Task item: Below are some entries. Repeat exactly the lines from the one with "Target: umbrella pole" through the one with "Each instance of the green tree", and only those.

§

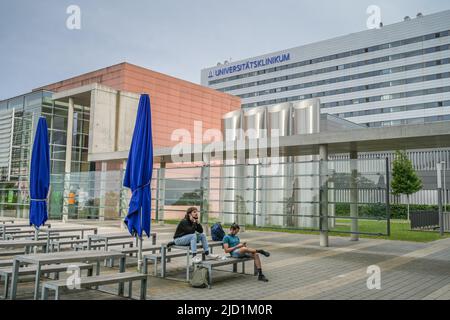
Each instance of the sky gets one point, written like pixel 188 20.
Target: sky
pixel 176 37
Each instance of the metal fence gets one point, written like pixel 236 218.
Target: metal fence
pixel 297 194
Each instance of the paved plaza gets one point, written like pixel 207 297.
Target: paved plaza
pixel 299 268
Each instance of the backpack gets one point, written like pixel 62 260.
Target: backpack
pixel 200 278
pixel 217 233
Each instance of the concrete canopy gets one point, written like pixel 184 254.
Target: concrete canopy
pixel 428 135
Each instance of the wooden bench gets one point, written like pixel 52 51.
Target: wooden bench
pixel 168 255
pixel 210 264
pixel 123 243
pixel 135 250
pixel 56 269
pixel 6 263
pixel 9 253
pixel 57 243
pixel 211 244
pixel 95 281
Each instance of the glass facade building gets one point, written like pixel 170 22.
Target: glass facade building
pixel 19 116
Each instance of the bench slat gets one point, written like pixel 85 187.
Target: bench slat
pixel 99 280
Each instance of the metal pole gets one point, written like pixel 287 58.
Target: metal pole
pixel 439 190
pixel 323 219
pixel 254 194
pixel 388 199
pixel 157 195
pixel 36 238
pixel 139 253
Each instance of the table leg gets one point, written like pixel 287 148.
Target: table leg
pixel 37 281
pixel 14 279
pixel 106 249
pixel 187 265
pixel 163 261
pixel 121 269
pixel 48 243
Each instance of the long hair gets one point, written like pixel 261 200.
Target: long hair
pixel 189 211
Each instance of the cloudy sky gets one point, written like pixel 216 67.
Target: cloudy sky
pixel 177 37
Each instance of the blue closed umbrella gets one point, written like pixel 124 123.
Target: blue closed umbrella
pixel 138 174
pixel 39 176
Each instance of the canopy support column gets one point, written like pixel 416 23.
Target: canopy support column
pixel 354 195
pixel 323 153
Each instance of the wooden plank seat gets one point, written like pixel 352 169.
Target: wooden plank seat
pixel 210 264
pixel 96 281
pixel 10 253
pixel 101 244
pixel 57 243
pixel 157 257
pixel 7 272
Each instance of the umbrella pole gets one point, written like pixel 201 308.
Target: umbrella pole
pixel 36 238
pixel 139 253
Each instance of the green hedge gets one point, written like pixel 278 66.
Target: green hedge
pixel 398 211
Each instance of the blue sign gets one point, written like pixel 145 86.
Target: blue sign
pixel 249 65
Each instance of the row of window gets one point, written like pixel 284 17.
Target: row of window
pixel 335 56
pixel 353 77
pixel 346 66
pixel 408 121
pixel 385 97
pixel 417 106
pixel 356 89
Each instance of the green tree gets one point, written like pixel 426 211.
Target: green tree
pixel 404 178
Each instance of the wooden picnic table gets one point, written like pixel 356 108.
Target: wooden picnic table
pixel 23 244
pixel 5 227
pixel 164 249
pixel 81 229
pixel 42 259
pixel 114 236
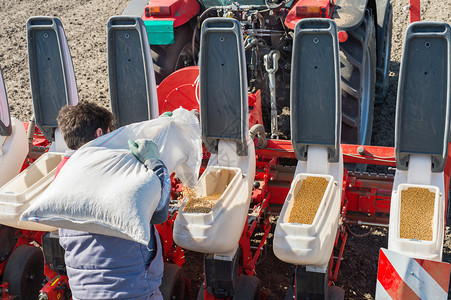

§

Response box:
Target: umbrella pole
pixel 36 238
pixel 139 253
Each instance of the green hedge gets one point, written like pixel 278 66.
Target: green hedge
pixel 398 211
Each instance of the blue sign gets one point, written like pixel 145 86.
Target: blue sign
pixel 249 65
Each instance of the row of window gets one point, written like pixel 284 17.
Target: row of window
pixel 335 56
pixel 353 77
pixel 346 66
pixel 408 121
pixel 385 97
pixel 417 106
pixel 356 89
Each instance of the green tree gets one point, written like pixel 426 211.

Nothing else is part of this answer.